• _Исходный текст_
⁂

Многим, кто знаком с творчеством Лидии Динуловой, близка ее поэзия: чистая, родниковая, незамутненная, выстраданная. Лично мне поэт напоминает созерцателя, мудреца, философа, неторопливо ступающего по одинокой дороге.
Обалдеваешь от людей,/ От встреч, от разговоров,/
От сплетен, от чужих страстей,/ От равнодушных взоров./ А где-то в поле белый снег,/ И небо сине-сине./ А где-то санок легкий бег,/ И серебрится иней...
"Поэзия — тихое дело", — вспоминает Лидия Сергеевна слова австрийского поэта Рильке. И добавляет: "Поэзия — странное дело", ибо в ней "шепот слышнее, чем гром". Стихи Лидии Динуловой лишены внешнего эффекта, зато в них скрывается глубина, они не ярки и не громки, но "притягательны и манящи", как тот костер, который горит в вечерних лугах, "издалека посылая весть".
Я не жду вестей. Не будет чуда./ И огонь исчезнет среди мглы./ От костра останется лишь груда/ Черных головешек и золы.../ Но покуда он во тьме мерцает,/ От него не отвести мне глаз./ И молю его, и заклинаю,/ Чтобы он подольше не погас.
Мне давно хотелось побеседовать с Лидией Сергеевной и записать наш разговор. И вот он, наконец, состоялся в дни, когда Лидия Сергеевна отметила свой юбилей. Пусть эпиграфом к нему станут строки Владимира Сосина — нигде прежде не опубликованные, от руки написанные на поздравительной открытке:
...Нет, глаза у Вас не как озера,/ А скорее — как родник лесной,/ И от Ваших сокровенных взоров/ Веет вдохновеньем и весной...
А.А.: Лидия Сергеевна, расскажите о своей семье. Кто были ваши родители?

⁂

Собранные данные

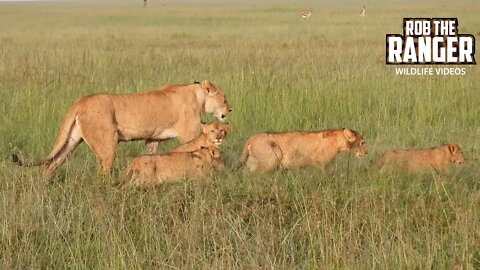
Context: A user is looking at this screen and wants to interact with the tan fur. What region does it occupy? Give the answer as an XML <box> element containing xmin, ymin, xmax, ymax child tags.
<box><xmin>376</xmin><ymin>143</ymin><xmax>465</xmax><ymax>172</ymax></box>
<box><xmin>127</xmin><ymin>147</ymin><xmax>220</xmax><ymax>186</ymax></box>
<box><xmin>238</xmin><ymin>129</ymin><xmax>367</xmax><ymax>172</ymax></box>
<box><xmin>170</xmin><ymin>122</ymin><xmax>230</xmax><ymax>152</ymax></box>
<box><xmin>17</xmin><ymin>81</ymin><xmax>231</xmax><ymax>174</ymax></box>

⁂

• _Что сделать_
1) Чьи слова «Поэзия — тихое дело» вспоминает Лидия Сергеевна в тексте о Лидии Динуловой?
2) Продолжите текст о Лидии Динуловой, начав сразу после его последней фразы.

• _Ответы по порядку_
1) Это слова австрийского поэта Рильке.

2)
Л.Д.: Я родилась в селе Березки Вышневолоцкого района Тверской области. Мой отец — Сергей Борисович Соколов, артистичный по натуре человек, обладавший приятным голосом, еще до революции получил медицинское образование и стал сельским фельдшером. Отец воспитал во мне, как впрочем, и в других детях (в семье нас было шестеро) любовь к музыке и пению. Помню, как возле нашего одиннадцатиоконного приземистого дома в Вышнем Волочке, куда семья переехала в начале 20-х годов, собирались жители, чтобы послушать, как мы поем. Нас в шутку называли даже "Соколовским хором" в память о некогда знаменитом цыганском романсе, в котором были такие слова: "Соколовский хор у яра был когда-то знаменит,/ Соколовская гитара до сих пор в ушах звенит...".
Моя мама родилась в семье церковного старосты в селе Сафонтьево, под Кувшиновом. Если бы вы увидели ее фотографию, то не поверили, что она выросла в деревне. Она очень любила театр. И если бывала с отцом в крупных городах, всегда покупала билеты в театр. А потом нам, детям, рассказывала об увиденном.
А.А.: Когда вы написали свое первое стихотворение?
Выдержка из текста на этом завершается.